Why leisure in particular? The first reason is that leisure sociologists’ enthusiasm for their task does not seem to have extended into the past. The history of pre-industrial leisure remains an underdeveloped field, a third-world country to whose aid few have attempted to come, and which has languished in the aridity of positivism. There should be no doubt that the collation of detail is an essential part of the historian’s task, but the history of pre-industrial leisure has often been unrelated to its wider cultural environment. For whilst accounts of the Romans’ games and pastimes are two a penny, the social, political, and moral environments in which these practices occurred have been ignored.

The second is that, despite the well-established school of leisure sociology, leisure has often not been perceived as being a matter for serious research (I can bear witness to the smiles which habitually greet my subject). It might seem paradoxical to search for antiquity in a sketch drawn from seemingly non-serious leisure activities, but there is huge scope in these playful, often idealized, constructions of what life is and should be like. As with any man-made construct or institution, they express beliefs about a desired order of things, and simultaneously reflect the order as it actually stands. Furthermore, in leisure, everyday experience is ordered into events less cluttered with the demands of immediate practical purpose, and thus becomes concentrated into a form where meaning can be more powerfully articulated. They provide metacommentaries, and are undertaken in ‘full awareness of the absence of the life they contrive to represent, and hence they may skilfully anticipate and compensate for the vanishing of the actual life that has empowered them.’19

The centrality of work and efficiency to our industrial society has also meant that leisure has come to be seen as a mere adjunct to productivity. This attitude was not prevalent in the ancient world, where otium competed on a far more level footing. The study of leisure, therefore, will be a helpful way for us to highlight the differences between the Romans’ mentality and our own. Leisure, I would argue, also provides the best possible tool for the dissection of Roman society. Other studies of Roman life could be made – of their work, religion, family, to name only a few – some of which might conflict with the analyses which leisure offered. Leisure, though, would be the institution that revealed most of the traits of Roman life. Leisure would be the study to cover the most important areas of Roman culture. For the central themes of Roman life were most clearly connected in their leisure on account of the fact that Rome was felt to be characterized by its abundant leisure and the immorality it seemed to foster.

■ ■ ■ ■ ■ ■ ■

# AIM OF THE TASK
Please reproduce the passage on Roman leisure above in full, word for word.

■ ■ ■ ■ ■ ■ ■

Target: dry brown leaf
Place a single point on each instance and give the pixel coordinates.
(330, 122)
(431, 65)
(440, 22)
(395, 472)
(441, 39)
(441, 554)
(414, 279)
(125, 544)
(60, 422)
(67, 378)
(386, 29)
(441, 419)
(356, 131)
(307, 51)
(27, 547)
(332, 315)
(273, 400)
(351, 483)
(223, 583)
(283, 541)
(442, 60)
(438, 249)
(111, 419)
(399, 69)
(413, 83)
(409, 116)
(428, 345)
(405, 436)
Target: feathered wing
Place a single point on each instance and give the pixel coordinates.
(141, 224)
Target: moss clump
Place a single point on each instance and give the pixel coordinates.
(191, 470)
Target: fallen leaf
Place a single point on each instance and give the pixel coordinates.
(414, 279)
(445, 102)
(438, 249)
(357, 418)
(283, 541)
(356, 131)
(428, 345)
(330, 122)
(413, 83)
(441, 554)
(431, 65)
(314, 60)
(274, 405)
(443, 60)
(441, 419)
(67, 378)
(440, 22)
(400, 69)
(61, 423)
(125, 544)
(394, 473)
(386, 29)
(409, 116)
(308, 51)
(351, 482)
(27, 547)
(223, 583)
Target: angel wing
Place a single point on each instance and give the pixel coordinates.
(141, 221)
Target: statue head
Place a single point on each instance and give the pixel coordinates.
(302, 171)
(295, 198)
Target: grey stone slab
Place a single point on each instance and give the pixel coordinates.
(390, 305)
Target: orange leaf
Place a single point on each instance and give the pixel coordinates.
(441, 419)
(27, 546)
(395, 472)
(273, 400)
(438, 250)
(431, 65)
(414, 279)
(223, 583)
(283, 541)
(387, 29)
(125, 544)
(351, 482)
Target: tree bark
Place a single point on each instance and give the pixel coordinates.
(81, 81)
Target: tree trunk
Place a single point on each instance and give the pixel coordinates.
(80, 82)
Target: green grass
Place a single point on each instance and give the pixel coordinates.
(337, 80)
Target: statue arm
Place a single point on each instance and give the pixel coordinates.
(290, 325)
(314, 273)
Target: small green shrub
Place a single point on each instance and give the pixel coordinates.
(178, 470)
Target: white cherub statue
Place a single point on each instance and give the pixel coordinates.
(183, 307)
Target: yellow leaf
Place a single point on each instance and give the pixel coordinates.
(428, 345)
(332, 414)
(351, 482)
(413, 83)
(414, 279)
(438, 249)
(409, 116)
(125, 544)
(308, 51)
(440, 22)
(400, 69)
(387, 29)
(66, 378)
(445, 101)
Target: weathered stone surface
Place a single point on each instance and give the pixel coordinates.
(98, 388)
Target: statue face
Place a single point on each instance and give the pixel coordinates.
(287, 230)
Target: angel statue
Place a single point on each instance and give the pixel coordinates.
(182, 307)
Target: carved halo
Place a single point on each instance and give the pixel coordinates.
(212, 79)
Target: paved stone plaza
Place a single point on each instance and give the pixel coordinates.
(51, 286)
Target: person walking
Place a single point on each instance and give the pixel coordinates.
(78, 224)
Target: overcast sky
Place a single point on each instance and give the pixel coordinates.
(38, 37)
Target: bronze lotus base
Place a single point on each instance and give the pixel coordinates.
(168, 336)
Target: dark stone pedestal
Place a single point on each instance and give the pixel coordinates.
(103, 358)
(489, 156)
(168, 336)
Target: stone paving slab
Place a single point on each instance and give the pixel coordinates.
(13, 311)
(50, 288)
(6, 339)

■ ■ ■ ■ ■ ■ ■

# SOLVED EXERCISE
Why leisure in particular? The first reason is that leisure sociologists’ enthusiasm for their task does not seem to have extended into the past. The history of pre-industrial leisure remains an underdeveloped field, a third-world country to whose aid few have attempted to come, and which has languished in the aridity of positivism. There should be no doubt that the collation of detail is an essential part of the historian’s task, but the history of pre-industrial leisure has often been unrelated to its wider cultural environment. For whilst accounts of the Romans’ games and pastimes are two a penny, the social, political, and moral environments in which these practices occurred have been ignored.

The second is that, despite the well-established school of leisure sociology, leisure has often not been perceived as being a matter for serious research (I can bear witness to the smiles which habitually greet my subject). It might seem paradoxical to search for antiquity in a sketch drawn from seemingly non-serious leisure activities, but there is huge scope in these playful, often idealized, constructions of what life is and should be like. As with any man-made construct or institution, they express beliefs about a desired order of things, and simultaneously reflect the order as it actually stands. Furthermore, in leisure, everyday experience is ordered into events less cluttered with the demands of immediate practical purpose, and thus becomes concentrated into a form where meaning can be more powerfully articulated. They provide metacommentaries, and are undertaken in ‘full awareness of the absence of the life they contrive to represent, and hence they may skilfully anticipate and compensate for the vanishing of the actual life that has empowered them.’19

The centrality of work and efficiency to our industrial society has also meant that leisure has come to be seen as a mere adjunct to productivity. This attitude was not prevalent in the ancient world, where otium competed on a far more level footing. The study of leisure, therefore, will be a helpful way for us to highlight the differences between the Romans’ mentality and our own. Leisure, I would argue, also provides the best possible tool for the dissection of Roman society. Other studies of Roman life could be made – of their work, religion, family, to name only a few – some of which might conflict with the analyses which leisure offered. Leisure, though, would be the institution that revealed most of the traits of Roman life. Leisure would be the study to cover the most important areas of Roman culture. For the central themes of Roman life were most clearly connected in their leisure on account of the fact that Rome was felt to be characterized by its abundant leisure and the immorality it seemed to foster.